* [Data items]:

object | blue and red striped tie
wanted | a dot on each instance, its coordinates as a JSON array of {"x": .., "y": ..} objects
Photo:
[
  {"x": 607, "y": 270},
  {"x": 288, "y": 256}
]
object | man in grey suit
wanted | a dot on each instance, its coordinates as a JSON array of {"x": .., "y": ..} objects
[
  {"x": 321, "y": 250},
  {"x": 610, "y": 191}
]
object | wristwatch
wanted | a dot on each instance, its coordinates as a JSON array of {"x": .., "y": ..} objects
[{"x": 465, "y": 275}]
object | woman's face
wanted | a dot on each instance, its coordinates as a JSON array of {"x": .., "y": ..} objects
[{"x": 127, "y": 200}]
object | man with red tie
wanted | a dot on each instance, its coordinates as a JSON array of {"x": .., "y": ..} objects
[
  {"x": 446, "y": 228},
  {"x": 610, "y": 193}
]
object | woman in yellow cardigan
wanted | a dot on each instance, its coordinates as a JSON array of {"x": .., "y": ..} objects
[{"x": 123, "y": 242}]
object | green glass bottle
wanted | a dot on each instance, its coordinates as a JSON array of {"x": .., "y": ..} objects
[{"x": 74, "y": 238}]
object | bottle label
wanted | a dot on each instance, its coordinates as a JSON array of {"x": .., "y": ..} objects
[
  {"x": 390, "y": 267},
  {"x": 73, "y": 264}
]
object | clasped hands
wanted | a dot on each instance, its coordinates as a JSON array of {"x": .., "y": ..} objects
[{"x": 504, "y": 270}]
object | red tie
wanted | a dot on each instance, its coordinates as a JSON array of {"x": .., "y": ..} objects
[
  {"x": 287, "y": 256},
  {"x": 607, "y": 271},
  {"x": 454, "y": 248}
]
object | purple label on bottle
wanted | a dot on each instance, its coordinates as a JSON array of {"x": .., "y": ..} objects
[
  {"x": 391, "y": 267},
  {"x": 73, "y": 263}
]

* [Set problem]: Render the lines above as a numbered list, omitting any blank lines.

* [Problem solution]:
1. object | blue and red striped tie
2. wanted | a dot on each instance, its coordinates as a JSON array of {"x": .., "y": ..} objects
3. Photo:
4. [
5.   {"x": 607, "y": 270},
6.   {"x": 288, "y": 256}
7. ]
8. object | man in grey suit
9. wanted | a dot on each instance, its coordinates as a JSON array of {"x": .., "y": ..} objects
10. [
11.   {"x": 321, "y": 250},
12.   {"x": 610, "y": 191}
13. ]
14. object | wristwatch
15. wanted | a dot on each instance, its coordinates as a JSON array of {"x": .., "y": ..} objects
16. [{"x": 465, "y": 275}]
17. object | woman's face
18. wanted | a dot on each instance, its coordinates as a JSON array of {"x": .., "y": ..} objects
19. [{"x": 127, "y": 200}]
20. object | man with red tie
21. wanted | a dot on each instance, its coordinates as a JSON array of {"x": .., "y": ..} objects
22. [
23.   {"x": 446, "y": 228},
24.   {"x": 610, "y": 193}
25. ]
26. object | woman in yellow cardigan
27. wanted | a dot on each instance, its coordinates as a JSON array of {"x": .., "y": ..} objects
28. [{"x": 123, "y": 242}]
29. object | green glass bottle
30. wanted | a dot on each instance, its coordinates as a JSON array of {"x": .., "y": ..} objects
31. [{"x": 74, "y": 238}]
32. object | bottle label
33. wanted | a dot on each instance, its coordinates as a JSON array of {"x": .., "y": ..} objects
34. [
35.   {"x": 390, "y": 267},
36.   {"x": 73, "y": 264}
37. ]
38. object | clasped hands
39. wanted | a dot on each instance, its coordinates as a JSON array of {"x": .., "y": ..} objects
40. [{"x": 504, "y": 270}]
41. object | red tie
42. wanted | a dot on each instance, its coordinates as a JSON array of {"x": .., "y": ..} objects
43. [
44.   {"x": 287, "y": 256},
45.   {"x": 607, "y": 271},
46.   {"x": 454, "y": 248}
47. ]
48. object | purple label on bottle
49. wanted | a dot on each instance, its coordinates as a JSON array of {"x": .., "y": ..} objects
50. [
51.   {"x": 391, "y": 267},
52.   {"x": 73, "y": 263}
53. ]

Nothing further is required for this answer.